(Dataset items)
+++++

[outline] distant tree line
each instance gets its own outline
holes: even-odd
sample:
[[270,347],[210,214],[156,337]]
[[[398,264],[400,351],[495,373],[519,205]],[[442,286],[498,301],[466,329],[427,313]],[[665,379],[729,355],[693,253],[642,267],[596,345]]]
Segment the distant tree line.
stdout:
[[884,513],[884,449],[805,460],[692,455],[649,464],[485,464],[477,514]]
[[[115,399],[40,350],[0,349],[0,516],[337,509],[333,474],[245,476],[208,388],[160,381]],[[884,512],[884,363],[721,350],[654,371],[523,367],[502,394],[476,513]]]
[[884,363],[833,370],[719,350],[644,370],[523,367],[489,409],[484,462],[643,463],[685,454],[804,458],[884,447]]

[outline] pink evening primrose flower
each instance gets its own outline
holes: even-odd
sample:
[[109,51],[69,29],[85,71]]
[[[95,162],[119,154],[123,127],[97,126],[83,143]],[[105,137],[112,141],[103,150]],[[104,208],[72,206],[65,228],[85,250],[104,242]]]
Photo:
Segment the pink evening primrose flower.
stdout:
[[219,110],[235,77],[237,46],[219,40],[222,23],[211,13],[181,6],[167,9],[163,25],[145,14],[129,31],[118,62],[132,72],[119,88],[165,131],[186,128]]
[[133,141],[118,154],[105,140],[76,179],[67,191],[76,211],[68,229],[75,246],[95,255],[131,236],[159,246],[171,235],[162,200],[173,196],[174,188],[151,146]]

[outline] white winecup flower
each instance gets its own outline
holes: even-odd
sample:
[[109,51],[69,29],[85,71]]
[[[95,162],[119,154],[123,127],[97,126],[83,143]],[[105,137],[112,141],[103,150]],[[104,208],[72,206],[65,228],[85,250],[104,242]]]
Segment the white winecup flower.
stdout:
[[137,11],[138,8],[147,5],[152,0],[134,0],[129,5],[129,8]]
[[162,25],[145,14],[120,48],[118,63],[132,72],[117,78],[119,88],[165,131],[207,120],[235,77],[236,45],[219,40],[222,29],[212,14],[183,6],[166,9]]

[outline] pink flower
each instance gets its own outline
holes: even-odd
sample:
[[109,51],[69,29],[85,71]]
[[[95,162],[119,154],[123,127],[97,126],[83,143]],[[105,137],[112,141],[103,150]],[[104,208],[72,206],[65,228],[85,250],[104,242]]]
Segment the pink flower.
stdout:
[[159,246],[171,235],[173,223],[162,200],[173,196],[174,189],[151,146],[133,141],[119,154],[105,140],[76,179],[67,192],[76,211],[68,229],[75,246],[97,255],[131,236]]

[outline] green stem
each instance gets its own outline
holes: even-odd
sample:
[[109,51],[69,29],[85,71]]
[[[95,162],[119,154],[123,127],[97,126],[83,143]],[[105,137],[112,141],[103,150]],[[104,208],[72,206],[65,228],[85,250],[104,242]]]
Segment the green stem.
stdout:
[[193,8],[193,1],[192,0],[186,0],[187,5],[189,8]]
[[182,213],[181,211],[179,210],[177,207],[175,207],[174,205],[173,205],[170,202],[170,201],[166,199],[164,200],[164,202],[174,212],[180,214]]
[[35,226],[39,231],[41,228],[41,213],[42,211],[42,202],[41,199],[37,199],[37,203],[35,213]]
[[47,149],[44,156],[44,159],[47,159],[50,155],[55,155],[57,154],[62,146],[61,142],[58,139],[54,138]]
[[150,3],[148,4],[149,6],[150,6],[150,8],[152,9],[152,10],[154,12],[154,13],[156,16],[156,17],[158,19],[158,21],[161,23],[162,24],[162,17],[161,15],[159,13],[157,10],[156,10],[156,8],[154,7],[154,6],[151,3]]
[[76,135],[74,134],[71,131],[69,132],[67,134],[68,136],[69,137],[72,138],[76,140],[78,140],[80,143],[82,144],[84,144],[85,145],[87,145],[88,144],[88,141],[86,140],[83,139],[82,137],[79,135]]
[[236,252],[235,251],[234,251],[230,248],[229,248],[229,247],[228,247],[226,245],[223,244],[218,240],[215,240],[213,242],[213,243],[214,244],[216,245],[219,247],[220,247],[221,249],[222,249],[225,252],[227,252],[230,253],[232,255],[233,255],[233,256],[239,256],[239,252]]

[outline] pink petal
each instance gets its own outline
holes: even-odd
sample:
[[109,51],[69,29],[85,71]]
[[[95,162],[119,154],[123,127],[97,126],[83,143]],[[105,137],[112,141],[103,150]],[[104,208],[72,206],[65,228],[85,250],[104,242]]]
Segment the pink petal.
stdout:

+++++

OBJECTIVE => Copy exactly, word for word, the line with "[outline] pink petal" through the final line of the listing.

THE SOLUTION =>
[outline] pink petal
each instance gets its own outline
holes: even-odd
sample:
[[109,51],[69,29],[85,71]]
[[[95,162],[119,154],[123,127],[97,126],[83,143]],[[105,137],[112,141],[103,150]],[[104,208],[72,206],[65,228],[85,250],[104,242]]]
Segment the pink petal.
stdout:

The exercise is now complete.